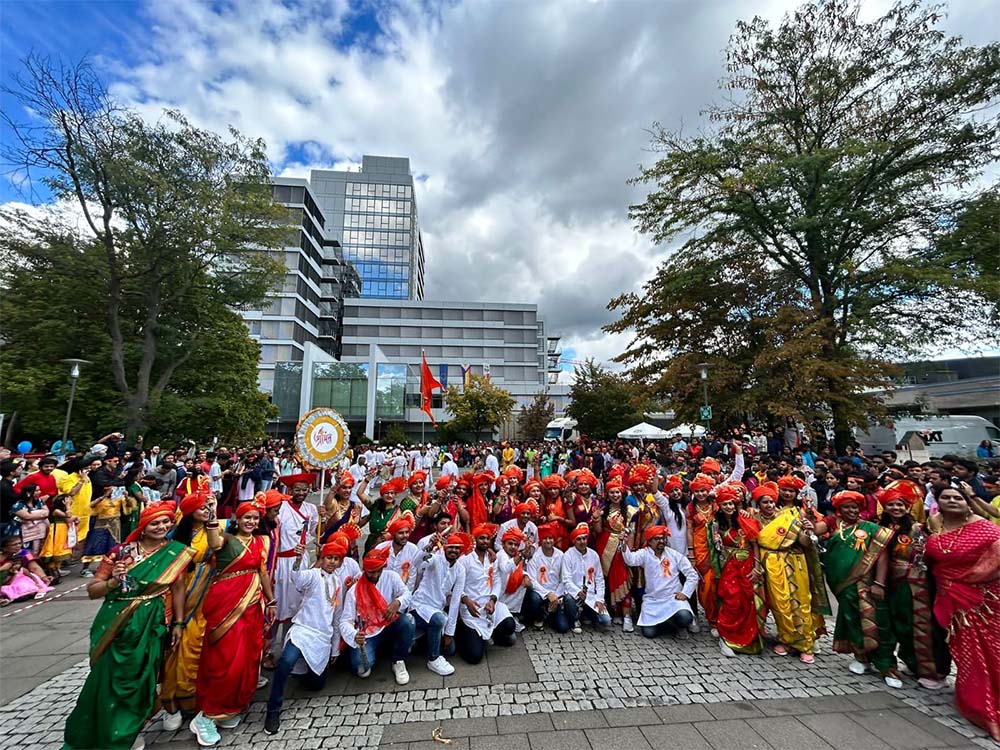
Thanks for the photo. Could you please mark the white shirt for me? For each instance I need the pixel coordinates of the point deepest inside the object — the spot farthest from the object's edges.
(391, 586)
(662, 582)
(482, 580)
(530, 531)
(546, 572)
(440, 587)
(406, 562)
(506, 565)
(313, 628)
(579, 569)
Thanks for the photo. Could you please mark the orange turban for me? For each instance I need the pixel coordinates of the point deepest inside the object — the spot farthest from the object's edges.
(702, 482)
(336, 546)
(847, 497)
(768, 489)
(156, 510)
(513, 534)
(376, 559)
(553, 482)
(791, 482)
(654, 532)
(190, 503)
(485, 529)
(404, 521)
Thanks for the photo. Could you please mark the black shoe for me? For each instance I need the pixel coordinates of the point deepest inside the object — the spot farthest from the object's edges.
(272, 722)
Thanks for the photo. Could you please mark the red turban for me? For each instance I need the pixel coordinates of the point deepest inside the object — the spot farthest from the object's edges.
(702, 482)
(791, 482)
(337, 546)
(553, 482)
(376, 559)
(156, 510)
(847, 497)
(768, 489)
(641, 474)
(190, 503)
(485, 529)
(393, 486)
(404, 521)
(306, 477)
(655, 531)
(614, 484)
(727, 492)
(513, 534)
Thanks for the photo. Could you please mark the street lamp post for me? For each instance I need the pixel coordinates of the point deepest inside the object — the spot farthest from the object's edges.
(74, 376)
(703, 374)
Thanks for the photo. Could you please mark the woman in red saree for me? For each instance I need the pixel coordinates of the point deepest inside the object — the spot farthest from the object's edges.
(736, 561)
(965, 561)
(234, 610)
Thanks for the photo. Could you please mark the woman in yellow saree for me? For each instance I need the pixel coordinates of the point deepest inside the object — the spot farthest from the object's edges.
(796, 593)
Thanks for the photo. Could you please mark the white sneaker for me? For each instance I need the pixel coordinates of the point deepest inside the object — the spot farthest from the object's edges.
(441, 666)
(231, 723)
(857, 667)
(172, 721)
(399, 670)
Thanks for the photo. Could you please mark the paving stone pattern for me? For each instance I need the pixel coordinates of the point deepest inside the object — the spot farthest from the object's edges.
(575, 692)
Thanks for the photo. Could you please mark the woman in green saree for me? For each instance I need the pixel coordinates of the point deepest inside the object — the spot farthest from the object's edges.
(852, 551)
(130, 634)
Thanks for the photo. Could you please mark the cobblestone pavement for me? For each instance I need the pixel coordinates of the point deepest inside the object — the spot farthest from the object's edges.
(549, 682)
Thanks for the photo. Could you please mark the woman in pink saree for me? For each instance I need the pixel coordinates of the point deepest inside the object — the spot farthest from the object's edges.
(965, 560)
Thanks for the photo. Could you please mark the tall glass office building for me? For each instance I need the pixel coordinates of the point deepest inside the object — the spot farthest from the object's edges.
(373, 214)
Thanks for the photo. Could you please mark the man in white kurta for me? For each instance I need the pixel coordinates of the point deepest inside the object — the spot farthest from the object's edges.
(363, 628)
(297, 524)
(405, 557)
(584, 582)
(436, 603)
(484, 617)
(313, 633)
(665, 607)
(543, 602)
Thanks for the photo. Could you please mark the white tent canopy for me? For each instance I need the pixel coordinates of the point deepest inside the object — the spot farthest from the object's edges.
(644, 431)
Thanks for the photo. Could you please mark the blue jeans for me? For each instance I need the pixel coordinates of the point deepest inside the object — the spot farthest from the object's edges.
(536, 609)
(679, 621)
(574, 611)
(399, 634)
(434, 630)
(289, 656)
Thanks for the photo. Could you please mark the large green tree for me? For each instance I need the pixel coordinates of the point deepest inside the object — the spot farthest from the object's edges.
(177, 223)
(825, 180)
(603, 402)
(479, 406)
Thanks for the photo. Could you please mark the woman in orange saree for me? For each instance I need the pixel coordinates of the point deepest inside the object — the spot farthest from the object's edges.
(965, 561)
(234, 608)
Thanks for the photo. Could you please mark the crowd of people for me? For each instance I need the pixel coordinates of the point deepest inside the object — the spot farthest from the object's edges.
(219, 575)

=======

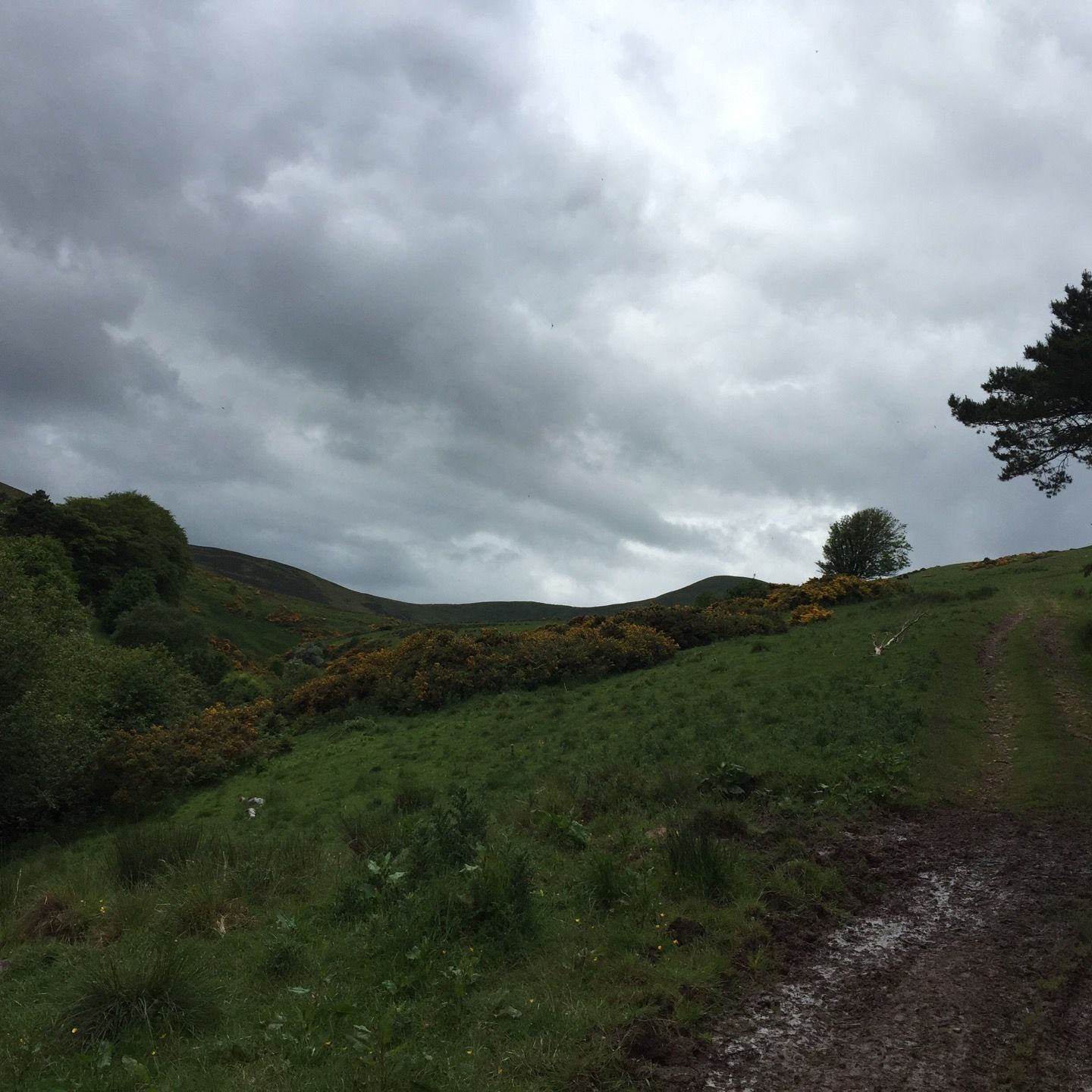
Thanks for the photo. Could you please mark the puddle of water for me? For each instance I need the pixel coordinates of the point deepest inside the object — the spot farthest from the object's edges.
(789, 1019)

=======

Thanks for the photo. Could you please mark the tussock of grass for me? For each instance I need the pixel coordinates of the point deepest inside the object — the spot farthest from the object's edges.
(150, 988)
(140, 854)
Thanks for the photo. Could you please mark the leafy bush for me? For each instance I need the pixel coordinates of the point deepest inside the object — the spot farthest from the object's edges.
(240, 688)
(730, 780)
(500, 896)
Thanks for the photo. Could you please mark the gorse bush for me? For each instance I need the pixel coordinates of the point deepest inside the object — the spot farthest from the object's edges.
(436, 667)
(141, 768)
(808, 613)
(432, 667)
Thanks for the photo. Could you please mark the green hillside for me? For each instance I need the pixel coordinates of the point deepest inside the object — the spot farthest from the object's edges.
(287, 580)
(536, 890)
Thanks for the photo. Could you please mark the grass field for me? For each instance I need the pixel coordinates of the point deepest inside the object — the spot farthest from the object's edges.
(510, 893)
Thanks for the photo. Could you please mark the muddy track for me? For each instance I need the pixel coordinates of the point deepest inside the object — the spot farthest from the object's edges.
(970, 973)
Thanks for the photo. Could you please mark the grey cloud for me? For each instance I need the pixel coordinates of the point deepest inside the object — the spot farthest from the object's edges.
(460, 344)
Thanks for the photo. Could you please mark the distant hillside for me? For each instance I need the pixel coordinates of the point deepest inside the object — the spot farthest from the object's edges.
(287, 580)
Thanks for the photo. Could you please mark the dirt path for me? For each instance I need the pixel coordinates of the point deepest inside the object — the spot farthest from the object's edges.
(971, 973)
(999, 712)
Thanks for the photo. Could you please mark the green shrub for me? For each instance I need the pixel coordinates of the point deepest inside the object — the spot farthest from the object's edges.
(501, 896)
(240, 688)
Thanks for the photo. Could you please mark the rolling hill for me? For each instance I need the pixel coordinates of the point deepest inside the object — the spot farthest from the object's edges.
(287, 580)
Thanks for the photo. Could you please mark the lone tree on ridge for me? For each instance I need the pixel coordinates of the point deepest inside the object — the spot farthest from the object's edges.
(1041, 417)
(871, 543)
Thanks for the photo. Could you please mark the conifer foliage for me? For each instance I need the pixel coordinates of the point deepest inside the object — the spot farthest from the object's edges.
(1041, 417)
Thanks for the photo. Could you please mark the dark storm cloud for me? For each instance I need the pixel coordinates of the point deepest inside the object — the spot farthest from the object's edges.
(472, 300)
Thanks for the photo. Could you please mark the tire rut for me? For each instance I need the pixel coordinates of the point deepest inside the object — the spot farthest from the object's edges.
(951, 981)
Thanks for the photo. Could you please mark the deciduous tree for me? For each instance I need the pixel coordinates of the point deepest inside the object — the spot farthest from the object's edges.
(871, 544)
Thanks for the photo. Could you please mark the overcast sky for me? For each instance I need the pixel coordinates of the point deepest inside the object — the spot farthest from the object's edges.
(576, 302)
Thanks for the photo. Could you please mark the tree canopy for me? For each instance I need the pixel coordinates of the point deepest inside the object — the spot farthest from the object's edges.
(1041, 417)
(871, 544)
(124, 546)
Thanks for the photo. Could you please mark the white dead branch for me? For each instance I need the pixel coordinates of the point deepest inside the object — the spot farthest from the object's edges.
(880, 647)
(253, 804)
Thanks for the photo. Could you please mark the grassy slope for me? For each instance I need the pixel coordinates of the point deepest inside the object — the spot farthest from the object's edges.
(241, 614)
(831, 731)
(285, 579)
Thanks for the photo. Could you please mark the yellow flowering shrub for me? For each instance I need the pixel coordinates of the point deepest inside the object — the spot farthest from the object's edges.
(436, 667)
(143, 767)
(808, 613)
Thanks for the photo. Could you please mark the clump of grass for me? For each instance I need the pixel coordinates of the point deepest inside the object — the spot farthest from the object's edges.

=======

**Instructions for the task**
Starting at the line above that contains "Thanks for the photo. Could you please mark the grassy", repeat each line exactly up to and including the line that contains "Thanks for the photo. Could you please mark the clump", and stop there.

**Response**
Thanks for the photo. Could you please mark the grassy slope for me? For each instance I need the pixel coordinates of the point deepest inside the object — the spot farthest from the object's edges.
(241, 614)
(831, 731)
(285, 579)
Thanks for the photo. Could you please mark the yellow flowering shrub for me? For each instance I need the pixel coordinates of the point deepest inside the object — the spot farthest from the object's edges.
(436, 667)
(143, 767)
(808, 613)
Thanks for the photo. Could you please mark the clump of grass for me? For each instance I need the pixel coordinates of the point deepest inside the object — the spot farthest from the object's edges.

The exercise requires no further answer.